= TASK TO COMPLETE =
This exercise asks for the whole listing to be restated exactly.

───

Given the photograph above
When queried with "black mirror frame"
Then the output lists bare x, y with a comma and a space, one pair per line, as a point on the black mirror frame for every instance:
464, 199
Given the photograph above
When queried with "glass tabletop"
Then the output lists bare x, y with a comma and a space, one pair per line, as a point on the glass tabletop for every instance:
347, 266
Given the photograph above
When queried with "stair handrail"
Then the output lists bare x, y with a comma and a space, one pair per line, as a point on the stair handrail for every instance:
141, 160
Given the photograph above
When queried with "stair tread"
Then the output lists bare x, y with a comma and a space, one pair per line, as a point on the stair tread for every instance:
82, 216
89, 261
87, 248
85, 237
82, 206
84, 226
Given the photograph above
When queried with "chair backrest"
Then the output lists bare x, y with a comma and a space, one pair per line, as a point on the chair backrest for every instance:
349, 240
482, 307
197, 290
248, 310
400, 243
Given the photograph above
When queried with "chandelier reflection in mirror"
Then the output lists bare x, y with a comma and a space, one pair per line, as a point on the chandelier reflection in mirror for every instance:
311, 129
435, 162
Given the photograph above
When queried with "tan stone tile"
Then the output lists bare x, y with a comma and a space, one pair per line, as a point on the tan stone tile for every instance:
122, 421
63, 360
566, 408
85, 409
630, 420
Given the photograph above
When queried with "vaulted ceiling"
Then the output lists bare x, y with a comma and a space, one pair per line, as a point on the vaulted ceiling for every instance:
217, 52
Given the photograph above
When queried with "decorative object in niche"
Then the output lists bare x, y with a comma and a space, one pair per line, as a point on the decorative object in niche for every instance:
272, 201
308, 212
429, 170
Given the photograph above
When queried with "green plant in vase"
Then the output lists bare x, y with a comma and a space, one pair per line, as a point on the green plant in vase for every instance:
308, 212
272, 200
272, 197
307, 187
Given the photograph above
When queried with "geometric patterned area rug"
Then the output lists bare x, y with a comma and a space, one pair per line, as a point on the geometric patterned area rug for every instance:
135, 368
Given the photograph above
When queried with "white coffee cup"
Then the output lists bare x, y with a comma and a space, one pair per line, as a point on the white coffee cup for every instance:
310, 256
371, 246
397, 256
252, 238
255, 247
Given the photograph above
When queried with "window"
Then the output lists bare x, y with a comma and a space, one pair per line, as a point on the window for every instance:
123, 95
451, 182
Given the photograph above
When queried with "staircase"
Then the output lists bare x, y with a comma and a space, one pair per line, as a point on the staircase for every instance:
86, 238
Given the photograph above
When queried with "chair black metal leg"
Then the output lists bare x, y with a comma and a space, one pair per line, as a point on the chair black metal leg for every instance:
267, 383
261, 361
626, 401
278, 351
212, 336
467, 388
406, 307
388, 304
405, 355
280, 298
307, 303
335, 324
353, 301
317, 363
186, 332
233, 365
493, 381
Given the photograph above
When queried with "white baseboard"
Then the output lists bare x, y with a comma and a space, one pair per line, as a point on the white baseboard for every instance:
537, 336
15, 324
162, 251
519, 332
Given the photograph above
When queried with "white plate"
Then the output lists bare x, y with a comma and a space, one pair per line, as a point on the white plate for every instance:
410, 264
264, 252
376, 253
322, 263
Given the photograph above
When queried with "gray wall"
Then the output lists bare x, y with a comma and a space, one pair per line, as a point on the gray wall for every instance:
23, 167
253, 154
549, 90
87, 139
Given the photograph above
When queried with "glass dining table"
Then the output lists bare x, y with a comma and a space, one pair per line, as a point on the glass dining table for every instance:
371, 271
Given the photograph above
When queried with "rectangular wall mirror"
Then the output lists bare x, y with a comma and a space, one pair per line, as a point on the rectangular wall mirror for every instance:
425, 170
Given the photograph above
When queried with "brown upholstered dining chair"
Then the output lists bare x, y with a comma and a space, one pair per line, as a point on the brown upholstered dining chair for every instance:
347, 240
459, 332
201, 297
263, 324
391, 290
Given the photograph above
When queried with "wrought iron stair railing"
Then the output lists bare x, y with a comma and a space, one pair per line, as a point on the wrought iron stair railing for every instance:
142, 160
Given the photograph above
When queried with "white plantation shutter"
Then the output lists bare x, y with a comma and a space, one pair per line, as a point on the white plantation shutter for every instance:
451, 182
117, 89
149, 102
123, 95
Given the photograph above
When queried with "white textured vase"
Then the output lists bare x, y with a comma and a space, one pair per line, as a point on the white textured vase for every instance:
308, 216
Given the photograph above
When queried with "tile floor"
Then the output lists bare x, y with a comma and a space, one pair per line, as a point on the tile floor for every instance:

───

= TASK SOLUTION =
Given the photograph above
When queried with "black mirror frame"
Then the output lists bare x, y with a comma and a space, one pair per line, as a point on the black mirror frame for every instance:
464, 199
Given the photograph above
When queried with "glass tabletop"
Then the output lists bare x, y with a comma and a space, one pair per line, as a point on the glass tabletop for every instance:
347, 266
Given the photograph above
When queried with "stair handrail"
Then the output lists bare x, y with a comma and a space, one pair per line, as a point on the stair handrail for every instance:
141, 160
Given the photograph above
When queried with "stair tread"
Then the output lists bare x, y with a comma and a space, one pair per line, as a point on the stair tread for every instance:
82, 216
89, 261
87, 248
85, 237
82, 206
84, 226
Given the photograph above
When queried with "chair backrest"
Then the output lists bare x, y with a comma and a space, one pair per line, as a point on the chair backrest for every instance:
349, 240
482, 307
197, 290
248, 310
400, 243
Given the photograph above
When queried with "chandelier reflection in mirror"
Then the output lists bare x, y with a comma and a space, one pair per line, as a point on the chandelier reflection in mirror for every instance:
311, 129
435, 162
Given the photograph above
When queried with "tan stone tile"
Then the output lists bare x, y with a comma and a space, one pair per line, as a point on the tan stone tile for every instance:
122, 421
63, 360
566, 408
85, 409
630, 420
Given the photograph above
When queried with "vaulted ceiling"
Then the output lists bare x, y with a comma and a space, one pair per line, as a point on the vaulted ceiling for every instance:
217, 52
Given the photograph above
When queried with "decorative object in niche"
Then the output lists bare x, y with a comma and a space, one pair per line, as a point on the decorative object in niche for every instance:
272, 201
308, 212
429, 170
Given the photograph above
When queried with "green plant in vase"
Then the output lists bare x, y with a comma and a space, one pair per line, as a point on the green plant in vase for every instance:
308, 212
272, 200
272, 197
307, 187
Given the photograph above
When queried with "geometric patterned area rug"
Then the output lists bare x, y with a comma and a space, one pair per line, as a point on the geometric patterned area rug for every instance:
135, 368
Given the photograph above
When queried with "white coffee cup"
Then the output lists bare x, y with a comma and a space, one pair per line, as a point on the white coffee cup for every instance:
310, 256
371, 246
397, 256
252, 238
255, 247
Given the photograph above
When queried with "window"
Then the output lists bare x, y with a comma and a space, one pair per line, as a point on the window for every instance:
123, 95
451, 182
Given the photograph above
When queried with "staircase"
Then the output lists bare x, y with a comma and a space, one pair per line, as a point on the staircase for every instance:
86, 238
Given the photograph above
When queried with "chair black metal leg"
Then the output lists bare x, y with a comma and a space, one pair per line, as a point on the chair black metal leg for every instance:
267, 383
261, 361
626, 401
278, 351
212, 336
467, 388
406, 307
388, 304
405, 355
280, 298
307, 303
335, 324
353, 301
317, 363
186, 332
233, 365
493, 381
Given the photograph above
When queried with "white baseboard"
Then the output lists bare x, y with a comma and a space, one pair per line, as a point on the white baseboard for every instance:
537, 336
15, 324
162, 251
519, 332
Given the photograph above
When queried with "white plate"
Then the output lists bare x, y with a comma and a space, one pair per line, as a point on the white plate for every instance:
410, 264
264, 252
376, 253
322, 263
Given the photograph above
When queried with "gray wall"
Then the output lists bare x, y with a comma and a space, one pair per line, as a point on the gray wall for every instance:
23, 167
253, 154
549, 90
87, 139
Given the photograph above
When queried with "glass dining table"
Then the output lists bare x, y with a comma and a space, one pair per line, as a point on the glass dining table for every instance:
371, 271
Given the photograph above
When queried with "rectangular wall mirror"
Then the output lists bare x, y with a comma and a space, one pair per line, as a point on the rectangular wall mirror for every instance:
425, 170
Given the photograph above
When queried with "brown upholstered dining chair"
Then the output lists bare x, y with a comma and a space, one pair per line, as a point on the brown upholstered dining chair for every instance:
347, 240
459, 332
201, 297
263, 324
391, 290
Given the photograph above
When queried with "wrought iron stair railing"
Then the output lists bare x, y with a comma and a space, one pair per line, as a point on the wrought iron stair railing for every instance:
142, 160
Given the photograph above
When queried with "white plantation shutter"
Then the output lists bare x, y with a comma and a space, one pair per line, as a point on the white plantation shutter for every instance:
451, 182
117, 89
149, 102
123, 95
Given the photograph above
When queried with "white textured vase"
Then the output lists bare x, y with a comma and a space, one pair per line, as a point on the white textured vase for every instance:
308, 216
Given the photograph above
When queried with "tile floor"
Then the output lists bare x, y with a comma and a space, one pair per line, as a point on the tile floor for every instance:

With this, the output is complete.